## Data preprocessing
This is a code file for preprocessing the measured data. During the preprocessing, a sliding window techique is utilized in the calculation of the statistical features.

### Calling all needed libraries:

In [1]:
%pip install -r requirements.txt

In [2]:
import numpy as np
import pandas as pd
import glob
import os
import re

### Driver code
- *start* = the starting index
- *end* = number of data points
- *slide* = number of data points which the sliding window moves each step
- *win* = size of the sizing window

The number of **overlapping** data points between each window is (win - slide)

In [4]:
def getnums(s,e,i):
   return (np.arange(s,e,i))

start, end, slide = 0, 50000, 10
win = 100

var = getnums(start, end, slide)
var

array([    0,    10,    20, ..., 49970, 49980, 49990])

### Calculating features
Function preprocess:
- *v1* = one column of the data (one signal)
- *cn* = column name
- Calculates 16 statistical features from each window:
    - minimum, maximum, mean, median, standard deviation, variance, skewness, kurtosis, first location of minimum, first location of maximum, last location of minimum, last location of maximum, sum of values, absolute energy, absolute sum of changes, mean absolute sum of changes
    - Features can be easily added or removed if needed

In [6]:
def preprocess(v1,cn):
   
    l1=[];l2=[];l3=[];l4=[];l5=[];l6=[];l7=[];l8=[];l9=[];l10=[];l11=[];l12=[];l13=[];l14=[];l15=[];l16=[];

    for element in var:
        
        # minimum
        a=(v1[element:win+element])
        a=np.min(a)
        
        # maximum
        b=(v1[element:win+element])
        b=np.max(b)
        
        # mean
        c=(v1[element:win+element])
        c=np.mean(c)
        
        # median
        d=(v1[element:win+element])
        d=np.median(d)
        
        # standard_deviation
        e=(v1[element:win+element])
        e=np.std(e)
        
        # variance
        f=(v1[element:win+element])
        f=np.var(f)
        
        # skewness
        g=(v1[element:win+element])
        if not isinstance(g, pd.Series):
            g = pd.Series(g)
        g= pd.Series.skew(g)
        
        # kurtosis
        h=(v1[element:win+element])
        if not isinstance(h, pd.Series):
            h = pd.Series(h)
        h= pd.Series.kurtosis(h)

--------------------------------

WRITTEN REQUEST A
Decide whether each statement, marked (i), (ii) and (iii), agrees with the data preprocessing code. Answer yes or no for each, and quote the deciding words: (i) The sliding window moves 10 data points each step. (ii) The function preprocess calculates 12 statistical features from each window. (iii) The window size is set to 100.
WRITTEN REQUEST B
Answer these questions from the data preprocessing code:
(i) Which library is imported under the name pd?
(ii) What does cn stand for in the function preprocess?
(iii) What value is given to end?
WRITTEN REQUEST C
Write out the part of the data preprocessing code starting with "var = getnums(start, end, slide)" and going on through "data (one signal)".
The records have no connection to the data preprocessing code.

Saved entries
--------------------------------

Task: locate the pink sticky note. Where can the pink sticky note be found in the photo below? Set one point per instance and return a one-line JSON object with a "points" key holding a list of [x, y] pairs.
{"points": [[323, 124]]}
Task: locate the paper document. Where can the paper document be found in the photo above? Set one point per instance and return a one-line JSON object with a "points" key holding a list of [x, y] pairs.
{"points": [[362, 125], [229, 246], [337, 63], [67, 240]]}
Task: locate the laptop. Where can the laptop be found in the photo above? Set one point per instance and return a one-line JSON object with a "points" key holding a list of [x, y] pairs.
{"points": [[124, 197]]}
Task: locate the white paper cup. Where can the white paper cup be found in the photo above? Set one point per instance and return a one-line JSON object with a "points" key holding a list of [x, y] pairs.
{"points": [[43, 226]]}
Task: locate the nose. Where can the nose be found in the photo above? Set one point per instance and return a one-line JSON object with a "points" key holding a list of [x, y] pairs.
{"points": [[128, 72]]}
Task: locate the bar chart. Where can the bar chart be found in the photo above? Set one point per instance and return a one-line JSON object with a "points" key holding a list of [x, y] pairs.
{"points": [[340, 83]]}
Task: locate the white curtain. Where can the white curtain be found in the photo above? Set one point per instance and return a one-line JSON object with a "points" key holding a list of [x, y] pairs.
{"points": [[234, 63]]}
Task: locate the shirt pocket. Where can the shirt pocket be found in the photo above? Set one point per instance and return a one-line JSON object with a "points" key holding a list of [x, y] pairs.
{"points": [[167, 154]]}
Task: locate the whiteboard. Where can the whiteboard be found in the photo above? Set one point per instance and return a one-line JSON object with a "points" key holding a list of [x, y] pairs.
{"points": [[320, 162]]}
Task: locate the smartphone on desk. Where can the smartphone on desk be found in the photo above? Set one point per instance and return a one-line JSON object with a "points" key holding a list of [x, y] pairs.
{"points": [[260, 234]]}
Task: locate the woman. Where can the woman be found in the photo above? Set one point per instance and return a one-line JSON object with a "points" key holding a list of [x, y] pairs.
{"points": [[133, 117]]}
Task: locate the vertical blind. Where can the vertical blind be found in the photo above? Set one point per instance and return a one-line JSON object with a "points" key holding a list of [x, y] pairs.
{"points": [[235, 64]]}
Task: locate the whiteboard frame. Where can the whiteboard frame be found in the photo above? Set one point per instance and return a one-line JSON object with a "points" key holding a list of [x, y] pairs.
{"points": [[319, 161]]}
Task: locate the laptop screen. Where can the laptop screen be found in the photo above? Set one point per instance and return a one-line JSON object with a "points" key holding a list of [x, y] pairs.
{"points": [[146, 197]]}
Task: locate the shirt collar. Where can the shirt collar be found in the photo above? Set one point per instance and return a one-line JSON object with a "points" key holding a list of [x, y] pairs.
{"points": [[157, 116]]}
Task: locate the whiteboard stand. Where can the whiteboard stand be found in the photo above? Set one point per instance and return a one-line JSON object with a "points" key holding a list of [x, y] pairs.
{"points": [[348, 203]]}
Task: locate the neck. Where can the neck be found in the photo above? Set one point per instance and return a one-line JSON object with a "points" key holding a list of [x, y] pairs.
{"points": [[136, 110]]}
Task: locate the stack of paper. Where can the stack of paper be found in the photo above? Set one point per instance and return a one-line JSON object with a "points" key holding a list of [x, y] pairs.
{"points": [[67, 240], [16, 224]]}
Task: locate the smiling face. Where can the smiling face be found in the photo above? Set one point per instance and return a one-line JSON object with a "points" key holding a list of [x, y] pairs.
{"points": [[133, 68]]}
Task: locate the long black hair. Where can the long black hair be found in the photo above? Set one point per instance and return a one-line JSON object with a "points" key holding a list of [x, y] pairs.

--------------------------------

COMPLETE ANSWER A
(i) Yes: "start, end, slide = 0, 50000, 10"
(ii) No: "Calculates 16 statistical features from each window"
(iii) Yes: "win = 100"

COMPLETE ANSWER B
(i) pandas
(ii) Column name
(iii) 50000

COMPLETE ANSWER C
var = getnums(start, end, slide)
var

array([    0,    10,    20, ..., 49970, 49980, 49990])

### Calculating features
Function preprocess:
- *v1* = one column of the data (one signal)